(Natural language region descriptions)
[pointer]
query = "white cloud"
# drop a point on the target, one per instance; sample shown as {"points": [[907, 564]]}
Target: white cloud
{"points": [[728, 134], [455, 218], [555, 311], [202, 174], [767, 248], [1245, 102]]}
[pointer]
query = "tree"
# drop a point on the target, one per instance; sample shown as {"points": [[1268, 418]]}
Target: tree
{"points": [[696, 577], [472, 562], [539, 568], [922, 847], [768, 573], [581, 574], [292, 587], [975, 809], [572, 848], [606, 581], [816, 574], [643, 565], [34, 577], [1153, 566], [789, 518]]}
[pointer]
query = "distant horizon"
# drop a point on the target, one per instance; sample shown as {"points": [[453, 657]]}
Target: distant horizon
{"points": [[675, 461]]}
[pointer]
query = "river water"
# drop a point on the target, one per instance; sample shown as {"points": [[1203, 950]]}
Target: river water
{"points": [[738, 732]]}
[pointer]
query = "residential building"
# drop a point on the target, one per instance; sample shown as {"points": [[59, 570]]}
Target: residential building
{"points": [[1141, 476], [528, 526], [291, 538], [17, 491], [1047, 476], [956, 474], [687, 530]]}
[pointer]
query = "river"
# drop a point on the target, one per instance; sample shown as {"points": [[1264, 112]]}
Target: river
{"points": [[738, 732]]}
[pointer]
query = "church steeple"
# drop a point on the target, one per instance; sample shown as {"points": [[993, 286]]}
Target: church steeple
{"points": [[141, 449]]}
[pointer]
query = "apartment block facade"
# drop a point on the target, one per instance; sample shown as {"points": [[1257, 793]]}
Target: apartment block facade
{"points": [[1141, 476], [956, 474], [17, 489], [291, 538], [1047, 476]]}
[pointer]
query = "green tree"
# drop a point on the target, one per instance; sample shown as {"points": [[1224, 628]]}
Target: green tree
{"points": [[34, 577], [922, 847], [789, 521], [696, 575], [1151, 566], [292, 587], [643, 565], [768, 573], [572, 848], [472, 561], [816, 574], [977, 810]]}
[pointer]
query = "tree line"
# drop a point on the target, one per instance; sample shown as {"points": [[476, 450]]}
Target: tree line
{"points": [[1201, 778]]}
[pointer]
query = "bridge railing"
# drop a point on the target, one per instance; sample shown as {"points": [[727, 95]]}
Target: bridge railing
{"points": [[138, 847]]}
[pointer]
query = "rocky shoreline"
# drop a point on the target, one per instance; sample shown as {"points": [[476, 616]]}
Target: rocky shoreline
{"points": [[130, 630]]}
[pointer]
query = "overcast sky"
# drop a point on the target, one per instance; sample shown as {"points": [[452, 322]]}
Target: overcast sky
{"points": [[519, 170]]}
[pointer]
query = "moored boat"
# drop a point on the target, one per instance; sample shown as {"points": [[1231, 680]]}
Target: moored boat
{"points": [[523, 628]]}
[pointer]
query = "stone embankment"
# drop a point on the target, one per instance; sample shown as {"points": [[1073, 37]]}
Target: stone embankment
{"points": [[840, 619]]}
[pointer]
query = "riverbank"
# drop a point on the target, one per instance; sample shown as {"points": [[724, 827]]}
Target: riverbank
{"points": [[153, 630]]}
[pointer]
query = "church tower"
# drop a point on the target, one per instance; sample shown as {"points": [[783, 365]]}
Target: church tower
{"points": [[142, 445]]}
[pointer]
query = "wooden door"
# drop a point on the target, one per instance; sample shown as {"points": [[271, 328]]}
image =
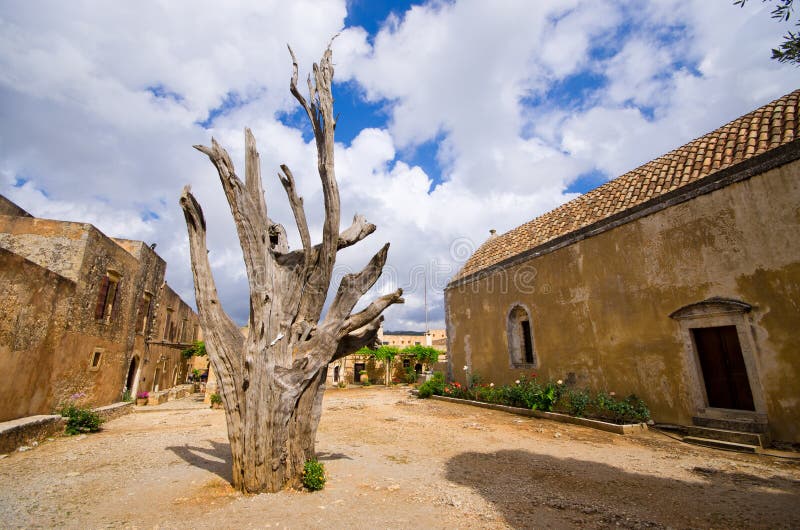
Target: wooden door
{"points": [[357, 368], [724, 372]]}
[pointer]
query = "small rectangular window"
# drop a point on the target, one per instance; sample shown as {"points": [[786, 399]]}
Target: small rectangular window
{"points": [[97, 356], [168, 324], [107, 297], [143, 311]]}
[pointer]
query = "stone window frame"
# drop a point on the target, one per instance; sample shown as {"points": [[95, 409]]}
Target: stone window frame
{"points": [[711, 313], [514, 339], [143, 312], [110, 298], [97, 353]]}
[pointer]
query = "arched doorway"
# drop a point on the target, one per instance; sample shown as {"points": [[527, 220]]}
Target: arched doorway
{"points": [[132, 380]]}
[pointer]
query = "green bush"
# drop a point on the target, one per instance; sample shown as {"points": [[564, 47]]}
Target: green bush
{"points": [[434, 386], [574, 402], [607, 407], [80, 420], [313, 475]]}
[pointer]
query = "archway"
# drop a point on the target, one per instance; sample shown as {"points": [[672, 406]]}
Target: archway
{"points": [[132, 380], [521, 351]]}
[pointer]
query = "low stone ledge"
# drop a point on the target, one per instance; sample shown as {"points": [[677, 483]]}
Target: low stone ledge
{"points": [[115, 410], [26, 431], [632, 428]]}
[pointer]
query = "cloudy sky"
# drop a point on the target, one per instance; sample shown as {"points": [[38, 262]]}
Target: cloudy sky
{"points": [[454, 117]]}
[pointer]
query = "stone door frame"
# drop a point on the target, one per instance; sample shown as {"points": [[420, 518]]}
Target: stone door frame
{"points": [[716, 312]]}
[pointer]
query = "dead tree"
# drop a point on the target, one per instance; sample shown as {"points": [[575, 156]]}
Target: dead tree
{"points": [[272, 382]]}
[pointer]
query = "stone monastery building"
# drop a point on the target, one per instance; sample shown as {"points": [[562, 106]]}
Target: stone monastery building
{"points": [[83, 315], [678, 281]]}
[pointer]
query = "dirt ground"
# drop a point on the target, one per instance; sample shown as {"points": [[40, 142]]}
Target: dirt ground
{"points": [[395, 461]]}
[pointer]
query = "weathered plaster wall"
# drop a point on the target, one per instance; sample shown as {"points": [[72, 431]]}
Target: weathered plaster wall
{"points": [[600, 307], [50, 283], [55, 245], [166, 365], [33, 313]]}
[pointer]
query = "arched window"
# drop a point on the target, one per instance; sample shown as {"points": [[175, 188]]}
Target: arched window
{"points": [[520, 338]]}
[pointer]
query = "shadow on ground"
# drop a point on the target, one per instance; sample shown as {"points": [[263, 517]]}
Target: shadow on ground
{"points": [[534, 490], [215, 458], [332, 456]]}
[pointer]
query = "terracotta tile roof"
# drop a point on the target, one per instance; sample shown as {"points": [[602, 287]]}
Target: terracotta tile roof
{"points": [[766, 128]]}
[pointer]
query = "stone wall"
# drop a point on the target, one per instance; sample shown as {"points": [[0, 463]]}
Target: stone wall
{"points": [[9, 208], [33, 314], [53, 345], [600, 307]]}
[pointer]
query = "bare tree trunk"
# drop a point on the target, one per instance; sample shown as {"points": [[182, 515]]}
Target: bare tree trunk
{"points": [[272, 382]]}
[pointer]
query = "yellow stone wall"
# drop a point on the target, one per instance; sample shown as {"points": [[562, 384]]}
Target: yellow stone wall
{"points": [[600, 308]]}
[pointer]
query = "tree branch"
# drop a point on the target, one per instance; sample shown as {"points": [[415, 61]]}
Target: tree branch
{"points": [[296, 203], [355, 232], [372, 312], [354, 341], [353, 287], [252, 172], [220, 330], [252, 225]]}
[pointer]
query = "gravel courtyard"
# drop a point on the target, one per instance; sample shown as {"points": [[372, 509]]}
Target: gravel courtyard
{"points": [[395, 461]]}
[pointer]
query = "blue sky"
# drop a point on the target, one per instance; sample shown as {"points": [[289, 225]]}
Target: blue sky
{"points": [[454, 117]]}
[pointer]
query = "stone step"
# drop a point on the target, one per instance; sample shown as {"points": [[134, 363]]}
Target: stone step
{"points": [[748, 438], [722, 444], [732, 424]]}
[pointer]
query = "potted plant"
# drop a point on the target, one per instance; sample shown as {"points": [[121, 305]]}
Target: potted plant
{"points": [[141, 398]]}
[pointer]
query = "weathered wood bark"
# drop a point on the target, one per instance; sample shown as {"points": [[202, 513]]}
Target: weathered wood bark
{"points": [[272, 382]]}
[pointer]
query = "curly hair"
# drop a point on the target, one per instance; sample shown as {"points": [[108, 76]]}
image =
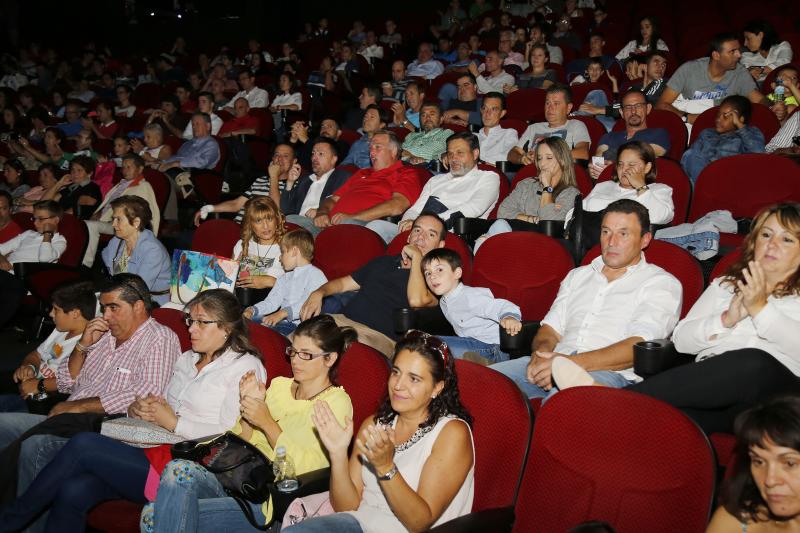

== What is needed ==
Beginning at the line with "Target: weathered wood bark", reproduce each line exactly through the last line of the records above, with pictures left out.

== Written solution ==
Target: weathered wood bark
{"points": [[272, 382]]}
[pointer]
query = "curly hair"
# drop a point on the target, one per instance; sample shown as {"points": [[108, 76]]}
image =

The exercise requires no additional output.